## AIM
Print the data below exactly as it stands, line for line, but leave out the pictures.

* start *

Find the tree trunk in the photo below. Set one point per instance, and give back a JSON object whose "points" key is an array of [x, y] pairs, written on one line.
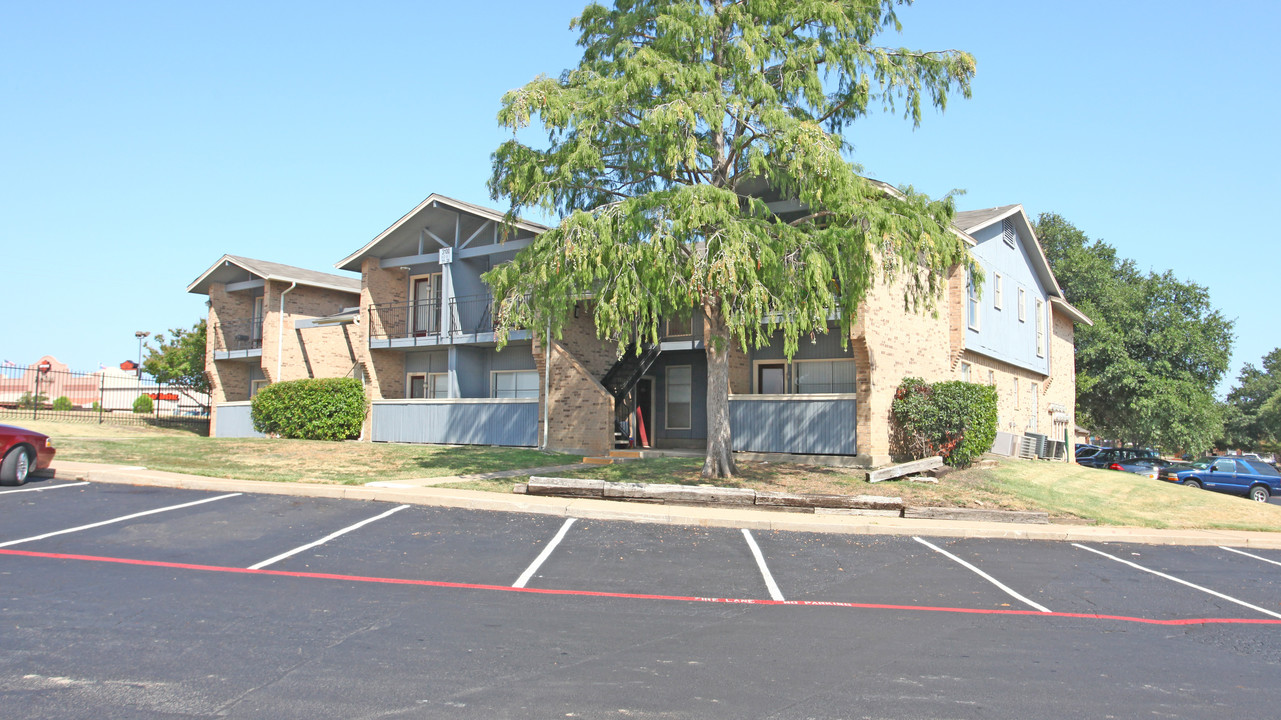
{"points": [[720, 455]]}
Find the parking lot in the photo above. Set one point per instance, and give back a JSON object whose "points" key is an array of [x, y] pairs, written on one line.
{"points": [[126, 601]]}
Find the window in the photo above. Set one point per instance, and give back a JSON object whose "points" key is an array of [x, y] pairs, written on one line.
{"points": [[679, 393], [515, 383], [771, 378], [680, 328], [972, 308], [1040, 328], [815, 377], [428, 384]]}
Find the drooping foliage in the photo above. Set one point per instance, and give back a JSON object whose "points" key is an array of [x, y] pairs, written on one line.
{"points": [[696, 160], [1147, 369]]}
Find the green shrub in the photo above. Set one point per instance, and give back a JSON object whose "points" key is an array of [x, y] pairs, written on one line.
{"points": [[310, 409], [144, 405], [954, 419]]}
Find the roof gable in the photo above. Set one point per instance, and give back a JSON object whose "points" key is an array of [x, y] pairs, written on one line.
{"points": [[383, 245], [232, 268]]}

* end *

## THE RESULT
Find the tree trunk in the photo below. Set one point per instance, and give back a JSON object whose "points" key is an array of [x, y] pairs, written on one line.
{"points": [[720, 455]]}
Find the parking lot in the photo above. Set one point per instance, and give back a JSON object whose "points" key is an array of [x, y] pairs, written on one line.
{"points": [[126, 601]]}
Find the window in the photo above. Set one point per instance, and give back a JSON object whose "points" key is an array of [x, y] pairs, written on one line.
{"points": [[679, 393], [515, 383], [771, 378], [680, 328], [972, 308], [1040, 328], [815, 377], [428, 384]]}
Find the drooping foliage in the photo above. Set one point per instance, and give back a JSON object whose "points" key is an array of [x, y] pairs, written on one line.
{"points": [[696, 160], [1147, 369]]}
Find the green shrub in the photo above. Set one point per instance, and give back a JSON object whose "points" key is an array of [x, y] pairs, written on one line.
{"points": [[310, 409], [144, 405], [954, 419]]}
Find the roof gable in the photo above. Set one point per instance, and give back a JSON object whose "points" key is an array of [x, y] pairs, written on one line.
{"points": [[383, 245], [232, 268]]}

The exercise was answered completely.